> _Stated goal_: Transcribe all the records exactly and omit any images they hold.

* Start Task input *

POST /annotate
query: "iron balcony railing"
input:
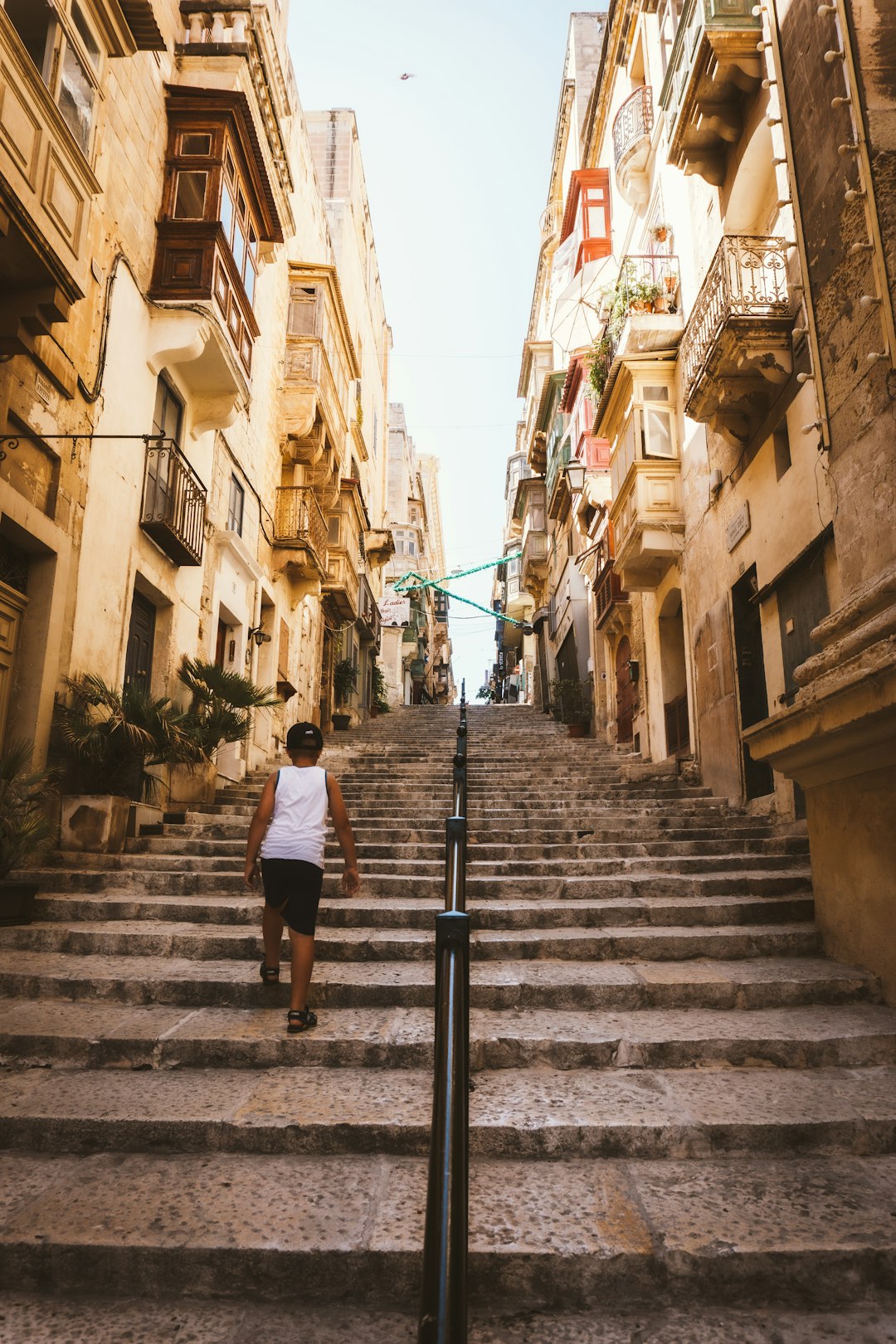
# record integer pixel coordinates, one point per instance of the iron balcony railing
(747, 279)
(633, 123)
(299, 522)
(444, 1311)
(173, 504)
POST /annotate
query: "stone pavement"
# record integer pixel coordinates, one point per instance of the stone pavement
(684, 1120)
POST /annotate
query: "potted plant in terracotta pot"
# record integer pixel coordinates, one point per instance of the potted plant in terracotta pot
(377, 687)
(110, 741)
(344, 684)
(572, 704)
(221, 710)
(26, 827)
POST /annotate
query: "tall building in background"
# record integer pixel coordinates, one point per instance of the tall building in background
(416, 648)
(704, 466)
(193, 387)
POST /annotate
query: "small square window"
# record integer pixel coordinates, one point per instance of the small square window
(190, 195)
(236, 507)
(195, 144)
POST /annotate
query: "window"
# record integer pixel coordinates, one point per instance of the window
(236, 507)
(782, 449)
(668, 17)
(67, 58)
(240, 227)
(587, 214)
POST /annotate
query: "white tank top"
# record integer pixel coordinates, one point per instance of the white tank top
(299, 825)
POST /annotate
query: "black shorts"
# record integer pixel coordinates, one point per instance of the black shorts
(297, 884)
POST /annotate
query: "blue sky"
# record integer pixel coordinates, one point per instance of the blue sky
(457, 162)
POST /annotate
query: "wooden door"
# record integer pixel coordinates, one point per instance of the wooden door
(625, 691)
(141, 637)
(11, 608)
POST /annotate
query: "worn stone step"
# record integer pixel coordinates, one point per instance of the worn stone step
(119, 1035)
(187, 882)
(514, 1113)
(207, 942)
(791, 1230)
(32, 1319)
(411, 912)
(533, 983)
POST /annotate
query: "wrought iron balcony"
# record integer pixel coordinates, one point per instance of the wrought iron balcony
(737, 350)
(299, 527)
(631, 145)
(713, 67)
(173, 504)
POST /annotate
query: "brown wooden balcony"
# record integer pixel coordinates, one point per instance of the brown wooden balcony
(301, 531)
(607, 592)
(368, 613)
(631, 145)
(737, 351)
(173, 504)
(342, 583)
(713, 69)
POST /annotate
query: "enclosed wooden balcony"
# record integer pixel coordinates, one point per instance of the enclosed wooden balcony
(737, 351)
(713, 71)
(368, 613)
(173, 503)
(342, 583)
(631, 130)
(299, 531)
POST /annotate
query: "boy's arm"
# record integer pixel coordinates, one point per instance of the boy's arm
(343, 827)
(257, 828)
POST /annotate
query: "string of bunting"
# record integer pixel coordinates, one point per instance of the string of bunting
(412, 581)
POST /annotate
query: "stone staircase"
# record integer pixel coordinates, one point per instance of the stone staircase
(684, 1118)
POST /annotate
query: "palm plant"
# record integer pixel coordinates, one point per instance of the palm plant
(110, 737)
(219, 710)
(24, 793)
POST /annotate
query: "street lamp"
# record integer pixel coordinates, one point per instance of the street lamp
(575, 476)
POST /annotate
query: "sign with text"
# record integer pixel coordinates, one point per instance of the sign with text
(395, 609)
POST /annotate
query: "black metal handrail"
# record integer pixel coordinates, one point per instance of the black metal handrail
(445, 1239)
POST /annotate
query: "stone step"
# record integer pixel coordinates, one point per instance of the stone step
(32, 1319)
(779, 1229)
(533, 984)
(648, 884)
(514, 1113)
(617, 942)
(412, 862)
(410, 912)
(95, 1035)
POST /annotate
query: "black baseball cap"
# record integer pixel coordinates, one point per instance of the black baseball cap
(305, 737)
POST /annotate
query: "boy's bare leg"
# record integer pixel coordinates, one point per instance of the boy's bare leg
(303, 949)
(273, 934)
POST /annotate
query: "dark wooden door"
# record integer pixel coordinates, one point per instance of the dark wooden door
(751, 678)
(141, 637)
(625, 691)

* End Task input *

> _Response for this exercise_:
POST /annotate
query: "iron balcony railing"
input:
# record integer pixel coordinates, one point per instance of the iron balcony railing
(747, 279)
(633, 123)
(299, 522)
(444, 1311)
(173, 504)
POST /annotate
query: "stone pavement"
# record integer pixel coordinates, one point per instance of the stone pavement
(684, 1120)
POST /annotate
query: "potted plant in terracotta pot"
# record integer pixel coordinates, one point per instance of the potted plant in terracotta pot
(377, 687)
(110, 741)
(344, 684)
(572, 704)
(221, 710)
(26, 827)
POST /annotate
query: "tall building in background"
# record integer pixel coordinates, one point per instance of the tall building in background
(416, 648)
(704, 466)
(193, 387)
POST /annotate
query: "small square window"
# record integer pixel coordinates, one point per instance of the small square window
(190, 195)
(236, 507)
(195, 144)
POST /annotate
query: "window"
# record integer pixel coordinates, one point per instance of the window
(236, 507)
(782, 449)
(668, 17)
(67, 58)
(240, 227)
(587, 214)
POST /annotate
query: "white tank top"
# record integer pixel coordinates, one point per instance of the white tank top
(299, 825)
POST /annotate
query: "black shorts"
# record integer pixel coordinates, one point per instance of the black shorts
(297, 884)
POST /annotate
query: "blue sky"
# record integer pixel coordinates, one point per instance of the blue sky
(457, 162)
POST /annotate
query: "wooden door"
# record integer pixel coordinates, one point per instance of the wooden door
(625, 691)
(141, 637)
(11, 608)
POST /annotate
query: "worn stone step"
# record integer pixel coordinates, one point per instance of the worn stone step
(119, 1035)
(187, 882)
(514, 1113)
(207, 942)
(791, 1230)
(32, 1319)
(411, 912)
(533, 983)
POST /annotate
query: "wrought iron balcony"
# record integer pixel coordinates, one point per instance of the wrought iron balcony
(737, 350)
(299, 527)
(631, 145)
(713, 67)
(173, 504)
POST /annotate
query: "brown wooden balcony"
# record integer pixel coordinates, one point per instance of the brown wooden balcony
(301, 531)
(607, 592)
(368, 613)
(631, 145)
(737, 351)
(173, 504)
(342, 583)
(713, 69)
POST /annotate
query: "enclosed wooden balcony"
# record integer pixel coordinates, one point per instance of the enclosed wooden balcony
(737, 351)
(713, 71)
(368, 613)
(173, 503)
(342, 583)
(631, 130)
(299, 531)
POST /annotate
query: "boy's arm"
# record integer pixel coordinates, one point per instance of the boy's arm
(343, 827)
(257, 828)
POST /annotate
query: "string of bunting"
# record integer pixel coordinates, one point per instance of the string of bunting
(412, 581)
POST /annotate
query: "stone staircase"
# record integer pixel coordinates, one point per instance of the stone staircase
(684, 1118)
POST /annotate
query: "palm plant"
# record integer pixel coordinates, one point per instance of the palm plant
(110, 737)
(219, 710)
(24, 793)
POST /annotate
query: "street lamp"
# record integer pixel coordinates, one point per instance of the street lamp
(575, 476)
POST /annotate
query: "sign with text"
# record integer pixel coordinates, one point per instance of the sign with text
(395, 609)
POST /annotate
query: "black metal handrail"
# record integer pixel coordinates, one point per instance of the black metal handrail
(445, 1239)
POST /annotate
query: "stone step"
# record integer pixel coordinates, one point per instance of the stone step
(32, 1319)
(779, 1229)
(533, 984)
(648, 884)
(514, 1113)
(617, 942)
(412, 862)
(410, 912)
(95, 1035)
POST /annotate
query: "black baseball cap"
# record integer pixel coordinates, one point per instance of the black baseball cap
(305, 737)
POST /annotate
query: "boy's bare leg"
# record integer pixel coordinates, one point per instance of the boy's bare leg
(303, 949)
(273, 934)
POST /annotate
query: "dark wooden door"
# record integer pixel coordinates, one point per instance of the dark wooden door
(751, 678)
(141, 637)
(625, 691)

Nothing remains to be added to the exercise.